» **Texto del ejercicio**:

 
          A Altober, dislocación silábica de su segundo nombre, le conocí en las postrimerías de la década de los 50 del pasado siglo, tecleando su Underwood en las añejas instalaciones de La Tarde, que dirigía el ínclito don Víctor Zurita, que junto a don Leoncio Rodríguez, y son palabras del propio José Alberto, eran unos galácticos en relación con los demás que vinieron después.  
 
          Allí, en La Tarde, crisol de un buen puñado de extraordinarios periodistas, Altober aún no confeccionaba sus popularísimas “Altoberadas” pero sí sus “Instantáneas”, donde con su humor sui generis empezaba a dejar vigencia de un estilo donde el escepticismo y la ironía constituían un tándem muy singular, imbuido en una antológica sinopsis, léase “cortos”.
 
          Luego, en El Día, también hilvanó unas crónicas viajeras, sin parangón por aquella época, que tituló A vista de guanche. Y las redactó cuando viajar no reunía, ni muchísimo menos, las facilidades de hoy. Dio la vuelta al mundo y todos “viajamos” con él. Fue una especie de Marco Polo tinerfeño. Sentía un especial devaneo por Nueva York, una ciudad muy atractiva, nos decía. Sería oportuno que alguien recopilara dichos artículos y los convirtiera en tomo, como atinadamente se hizo con el Pico de Águila de Alfonso García Ramos, o el Santa Cruz, la nuit de Paco Pimentel.
 
         Tamaimo, Altober y Florilán fueron seudónimos y mantos donde siempre ocultó su exquisita modestia y hoy son auténticos iconos de nuestro periodismo isleño, cuya futura orfandad nos proporcionará un vacío irrecuperable, de forma muy acentuada en las columnas de este periódico.
 
         A José Alberto, el olor a tinta impresa siempre le atrajo muchísimo. Por eso, un día, en plena calle Castillo, don Domingo Rodríguez, hermano de don Leoncio, le dijo. “Oye, por qué no fundamos un periódico deportivo; tú te pones de director y yo de administrador”. Así nació Jornada Deportiva. Su primer número salió a la calle el 20 de enero de 1953. José Alberto, por supuesto, fue el primer timonel de aquella nueva embarcación.
 
        Aunque tuvo predilección por el tenis, que practicó cultivando trofeos en el Real Club Náutico, el pugilismo, que ha sido nuestro “pecado freudiano”, fue otra manifestación del músculo que siempre llamó la atención a Altober. Y en su espacio Tonterías para reflexionar escribió, un día, este “corto”: “Se celebraba, en aquel tiempo, un combate de boxeo en el Tinguaro, en la calle del Sol -donde hoy está emplazado el Edificio Olympo-. El pugilista de aquí estaba recibiendo una tremenda paliza. Tenía los ojos cerrados de los golpes.

» **Tarea 1**: ¿En qué fecha salió a la calle el primer número de Jornada Deportiva, según el texto sobre Altober?
» **Tarea 2**: Resume en dos oraciones el texto sobre Altober.

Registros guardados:
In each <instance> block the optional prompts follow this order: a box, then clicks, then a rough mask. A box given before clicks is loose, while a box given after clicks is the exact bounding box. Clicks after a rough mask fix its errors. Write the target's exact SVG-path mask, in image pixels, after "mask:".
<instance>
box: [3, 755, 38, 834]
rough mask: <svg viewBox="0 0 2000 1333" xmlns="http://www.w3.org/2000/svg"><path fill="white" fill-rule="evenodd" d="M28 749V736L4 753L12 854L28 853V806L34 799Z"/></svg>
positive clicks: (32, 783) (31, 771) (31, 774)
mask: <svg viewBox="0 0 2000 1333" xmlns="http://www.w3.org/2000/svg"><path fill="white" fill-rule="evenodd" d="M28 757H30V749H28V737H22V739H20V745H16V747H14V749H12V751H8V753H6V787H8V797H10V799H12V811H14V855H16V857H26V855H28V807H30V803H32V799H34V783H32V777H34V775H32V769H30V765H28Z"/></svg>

» **Respuesta 1**: El 20 de enero de 1953.

» **Respuesta 2**: El autor conoció a Altober a finales de los años 50 en La Tarde, donde escribía sus "Instantáneas" con un humor escéptico e irónico, y más tarde publicó en El Día las crónicas viajeras A vista de guanche. Firmó como Tamaimo, Altober y Florilán, fue el primer director de Jornada Deportiva, nacida en 1953 por iniciativa de don Domingo Rodríguez, y sintió predilección por el tenis e interés por el boxeo.